• **WORK TO COMPLETE**:
Rewrite the items from the line with "Locate the element that corresponds to the cap brim." to the line with "xmin=0 ymin=359 xmax=78 ymax=448", both lines included, keeping the request lines unchanged. Scale every coordinate in the answers by 0.2 and round each to a whole number, with halves rounded up.

• **STORED DATA**:
|---|

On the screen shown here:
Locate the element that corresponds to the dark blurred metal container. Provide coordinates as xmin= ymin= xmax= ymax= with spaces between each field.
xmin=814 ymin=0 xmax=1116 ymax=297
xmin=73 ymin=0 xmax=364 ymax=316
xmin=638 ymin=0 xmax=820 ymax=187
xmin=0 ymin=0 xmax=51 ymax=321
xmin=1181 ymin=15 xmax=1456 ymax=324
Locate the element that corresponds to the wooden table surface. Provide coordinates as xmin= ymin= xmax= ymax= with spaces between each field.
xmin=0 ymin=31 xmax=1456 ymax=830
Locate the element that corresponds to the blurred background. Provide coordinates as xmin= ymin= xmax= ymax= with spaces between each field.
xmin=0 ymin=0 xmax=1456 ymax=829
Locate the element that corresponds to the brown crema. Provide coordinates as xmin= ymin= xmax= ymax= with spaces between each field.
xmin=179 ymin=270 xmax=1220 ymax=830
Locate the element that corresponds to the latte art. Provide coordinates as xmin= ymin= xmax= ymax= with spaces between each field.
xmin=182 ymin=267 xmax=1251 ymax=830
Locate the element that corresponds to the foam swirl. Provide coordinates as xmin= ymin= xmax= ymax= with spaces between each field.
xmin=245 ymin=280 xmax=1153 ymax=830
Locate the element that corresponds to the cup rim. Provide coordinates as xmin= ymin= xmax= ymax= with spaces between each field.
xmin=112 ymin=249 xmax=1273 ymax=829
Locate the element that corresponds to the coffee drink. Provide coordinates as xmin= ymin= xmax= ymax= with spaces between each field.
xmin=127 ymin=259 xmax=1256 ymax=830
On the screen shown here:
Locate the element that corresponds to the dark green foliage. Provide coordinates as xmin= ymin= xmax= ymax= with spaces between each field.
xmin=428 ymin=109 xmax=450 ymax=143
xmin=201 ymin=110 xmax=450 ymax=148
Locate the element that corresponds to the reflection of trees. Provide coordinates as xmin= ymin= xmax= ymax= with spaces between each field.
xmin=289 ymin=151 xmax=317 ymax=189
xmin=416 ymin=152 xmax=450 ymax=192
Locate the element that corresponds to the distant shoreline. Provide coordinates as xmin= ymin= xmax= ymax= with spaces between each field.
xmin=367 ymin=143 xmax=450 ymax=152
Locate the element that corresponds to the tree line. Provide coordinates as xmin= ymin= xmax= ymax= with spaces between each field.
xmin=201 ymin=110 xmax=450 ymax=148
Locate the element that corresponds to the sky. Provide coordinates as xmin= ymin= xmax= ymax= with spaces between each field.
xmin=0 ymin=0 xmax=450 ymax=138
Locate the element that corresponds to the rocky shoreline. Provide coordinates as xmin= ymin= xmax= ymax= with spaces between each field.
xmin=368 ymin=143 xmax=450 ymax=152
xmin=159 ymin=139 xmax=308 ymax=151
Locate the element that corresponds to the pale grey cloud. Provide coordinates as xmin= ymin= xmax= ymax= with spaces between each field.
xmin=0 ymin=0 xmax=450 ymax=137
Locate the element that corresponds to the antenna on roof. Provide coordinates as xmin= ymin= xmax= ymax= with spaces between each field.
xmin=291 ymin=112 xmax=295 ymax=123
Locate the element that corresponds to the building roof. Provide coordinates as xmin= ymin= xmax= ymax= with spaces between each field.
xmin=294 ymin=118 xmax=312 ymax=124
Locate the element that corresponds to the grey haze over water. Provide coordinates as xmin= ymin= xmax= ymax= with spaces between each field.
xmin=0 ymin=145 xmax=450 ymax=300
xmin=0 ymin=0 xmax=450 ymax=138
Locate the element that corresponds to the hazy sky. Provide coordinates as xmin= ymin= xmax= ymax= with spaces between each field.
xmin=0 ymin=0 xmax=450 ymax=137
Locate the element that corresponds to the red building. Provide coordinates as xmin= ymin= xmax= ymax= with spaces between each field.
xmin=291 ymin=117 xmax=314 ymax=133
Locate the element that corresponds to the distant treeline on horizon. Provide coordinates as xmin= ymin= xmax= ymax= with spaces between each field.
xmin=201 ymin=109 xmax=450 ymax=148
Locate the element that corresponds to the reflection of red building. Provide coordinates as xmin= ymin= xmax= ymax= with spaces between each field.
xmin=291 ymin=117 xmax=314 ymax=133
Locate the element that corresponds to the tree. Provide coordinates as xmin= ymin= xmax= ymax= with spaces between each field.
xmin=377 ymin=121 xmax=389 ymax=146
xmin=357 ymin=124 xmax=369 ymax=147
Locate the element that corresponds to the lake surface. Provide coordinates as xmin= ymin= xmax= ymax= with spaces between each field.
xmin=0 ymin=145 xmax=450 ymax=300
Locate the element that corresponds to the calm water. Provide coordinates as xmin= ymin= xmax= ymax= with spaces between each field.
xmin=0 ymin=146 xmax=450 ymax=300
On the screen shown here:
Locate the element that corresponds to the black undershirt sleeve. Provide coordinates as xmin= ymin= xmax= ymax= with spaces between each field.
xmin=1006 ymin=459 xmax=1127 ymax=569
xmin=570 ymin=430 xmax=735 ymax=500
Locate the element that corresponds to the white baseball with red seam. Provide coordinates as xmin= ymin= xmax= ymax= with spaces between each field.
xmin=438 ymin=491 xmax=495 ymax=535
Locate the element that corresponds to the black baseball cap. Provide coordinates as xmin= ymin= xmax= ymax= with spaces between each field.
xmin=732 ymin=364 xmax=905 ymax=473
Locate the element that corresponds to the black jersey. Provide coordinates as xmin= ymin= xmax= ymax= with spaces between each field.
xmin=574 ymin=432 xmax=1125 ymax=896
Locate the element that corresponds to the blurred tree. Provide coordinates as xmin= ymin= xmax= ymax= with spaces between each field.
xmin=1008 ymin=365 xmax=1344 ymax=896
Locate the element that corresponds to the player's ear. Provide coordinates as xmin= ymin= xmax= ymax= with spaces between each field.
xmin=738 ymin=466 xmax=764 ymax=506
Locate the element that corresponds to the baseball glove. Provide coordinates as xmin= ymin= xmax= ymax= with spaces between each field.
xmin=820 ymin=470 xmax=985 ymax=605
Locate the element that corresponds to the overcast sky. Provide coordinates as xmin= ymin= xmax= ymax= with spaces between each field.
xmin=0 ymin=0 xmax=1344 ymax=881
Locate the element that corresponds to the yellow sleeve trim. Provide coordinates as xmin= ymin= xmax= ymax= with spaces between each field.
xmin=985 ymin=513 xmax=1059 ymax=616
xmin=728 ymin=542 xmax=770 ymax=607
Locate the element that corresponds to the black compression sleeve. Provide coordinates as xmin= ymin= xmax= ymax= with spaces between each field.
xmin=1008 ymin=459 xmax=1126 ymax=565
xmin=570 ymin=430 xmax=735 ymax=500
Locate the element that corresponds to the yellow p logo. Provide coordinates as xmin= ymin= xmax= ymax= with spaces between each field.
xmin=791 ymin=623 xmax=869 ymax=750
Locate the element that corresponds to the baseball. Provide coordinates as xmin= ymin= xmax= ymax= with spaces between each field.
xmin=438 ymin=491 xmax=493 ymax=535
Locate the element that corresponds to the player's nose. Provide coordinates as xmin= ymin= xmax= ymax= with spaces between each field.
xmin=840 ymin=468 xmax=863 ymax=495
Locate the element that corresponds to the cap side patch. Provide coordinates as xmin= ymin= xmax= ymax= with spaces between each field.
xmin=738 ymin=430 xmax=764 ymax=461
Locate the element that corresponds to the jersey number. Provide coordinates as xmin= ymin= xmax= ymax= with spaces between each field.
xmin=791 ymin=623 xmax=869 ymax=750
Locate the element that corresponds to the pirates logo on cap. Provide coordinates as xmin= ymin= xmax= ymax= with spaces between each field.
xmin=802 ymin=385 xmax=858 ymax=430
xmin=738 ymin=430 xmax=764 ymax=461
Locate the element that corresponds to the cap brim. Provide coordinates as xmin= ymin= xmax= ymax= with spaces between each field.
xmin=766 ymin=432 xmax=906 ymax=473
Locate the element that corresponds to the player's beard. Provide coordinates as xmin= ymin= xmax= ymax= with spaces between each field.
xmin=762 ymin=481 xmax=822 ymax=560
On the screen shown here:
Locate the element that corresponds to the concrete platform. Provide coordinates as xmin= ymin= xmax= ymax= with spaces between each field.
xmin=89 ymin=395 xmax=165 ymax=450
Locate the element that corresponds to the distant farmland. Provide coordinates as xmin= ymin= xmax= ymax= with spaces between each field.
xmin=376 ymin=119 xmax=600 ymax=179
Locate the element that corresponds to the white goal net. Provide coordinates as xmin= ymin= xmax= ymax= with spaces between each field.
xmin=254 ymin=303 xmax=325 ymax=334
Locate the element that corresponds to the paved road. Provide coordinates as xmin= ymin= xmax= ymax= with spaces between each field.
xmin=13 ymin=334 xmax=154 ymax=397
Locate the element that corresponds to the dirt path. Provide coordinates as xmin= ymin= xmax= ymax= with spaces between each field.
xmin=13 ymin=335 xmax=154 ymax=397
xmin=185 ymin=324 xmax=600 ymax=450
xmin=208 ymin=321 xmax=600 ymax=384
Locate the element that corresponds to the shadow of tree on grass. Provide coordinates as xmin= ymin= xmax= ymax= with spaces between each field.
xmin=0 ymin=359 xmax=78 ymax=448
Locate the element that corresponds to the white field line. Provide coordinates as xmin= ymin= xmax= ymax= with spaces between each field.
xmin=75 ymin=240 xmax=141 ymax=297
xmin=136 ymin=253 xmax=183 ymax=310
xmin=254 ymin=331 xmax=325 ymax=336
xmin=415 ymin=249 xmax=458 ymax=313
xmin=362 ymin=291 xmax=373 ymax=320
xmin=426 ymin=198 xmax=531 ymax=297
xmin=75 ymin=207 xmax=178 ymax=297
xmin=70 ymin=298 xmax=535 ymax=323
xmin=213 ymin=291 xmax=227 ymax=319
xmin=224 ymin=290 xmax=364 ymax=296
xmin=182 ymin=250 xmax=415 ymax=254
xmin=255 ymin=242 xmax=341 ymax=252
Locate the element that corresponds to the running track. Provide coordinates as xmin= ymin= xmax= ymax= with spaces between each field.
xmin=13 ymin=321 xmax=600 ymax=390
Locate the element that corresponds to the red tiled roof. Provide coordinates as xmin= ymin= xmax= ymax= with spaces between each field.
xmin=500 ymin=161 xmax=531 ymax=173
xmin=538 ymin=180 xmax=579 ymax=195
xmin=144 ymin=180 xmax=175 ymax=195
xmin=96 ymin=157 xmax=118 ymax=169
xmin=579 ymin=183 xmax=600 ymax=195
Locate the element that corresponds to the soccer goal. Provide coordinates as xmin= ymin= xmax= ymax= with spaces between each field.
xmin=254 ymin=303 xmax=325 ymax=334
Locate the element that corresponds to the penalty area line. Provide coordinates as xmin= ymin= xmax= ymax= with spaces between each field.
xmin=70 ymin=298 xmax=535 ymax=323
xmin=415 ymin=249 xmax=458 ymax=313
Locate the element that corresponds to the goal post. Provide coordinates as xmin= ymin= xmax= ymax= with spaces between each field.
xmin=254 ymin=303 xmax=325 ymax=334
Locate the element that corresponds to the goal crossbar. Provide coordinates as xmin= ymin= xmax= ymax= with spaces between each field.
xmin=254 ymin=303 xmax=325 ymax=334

|---|

• **EXERCISE RESPONSE**:
Locate the element that corresponds to the cap brim. Provide coordinates as xmin= ymin= xmax= ymax= with spaces between each field.
xmin=153 ymin=86 xmax=181 ymax=95
Locate the element that corresponds to the player's beard. Provide coordinates as xmin= ymin= xmax= ymax= with spaces between each field.
xmin=152 ymin=96 xmax=164 ymax=112
On the screen shown here:
Locate the element that corresponds to the concrete platform. Provide coordinates as xmin= ymin= xmax= ymax= with spaces between each field.
xmin=18 ymin=79 xmax=33 ymax=90
Locate the element that corresponds to the distant farmland. Provide coordinates as xmin= ymin= xmax= ymax= with spaces between each field.
xmin=75 ymin=24 xmax=120 ymax=36
Locate the element that corresponds to the white goal net. Provide coordinates as xmin= ymin= xmax= ymax= with spaces between each field.
xmin=51 ymin=61 xmax=65 ymax=67
Locate the element that corresponds to the paved road. Provide coordinates as xmin= ymin= xmax= ymax= with spaces between each field.
xmin=3 ymin=67 xmax=31 ymax=79
Locate the element that corresponds to the dirt path. Provide coordinates as xmin= ymin= xmax= ymax= with spaces between each field.
xmin=3 ymin=67 xmax=31 ymax=79
xmin=37 ymin=65 xmax=120 ymax=90
xmin=42 ymin=64 xmax=120 ymax=77
Locate the element that corresponds to the shadow of tree on grass. Provide coordinates as xmin= ymin= xmax= ymax= with spaces between each field.
xmin=0 ymin=72 xmax=16 ymax=90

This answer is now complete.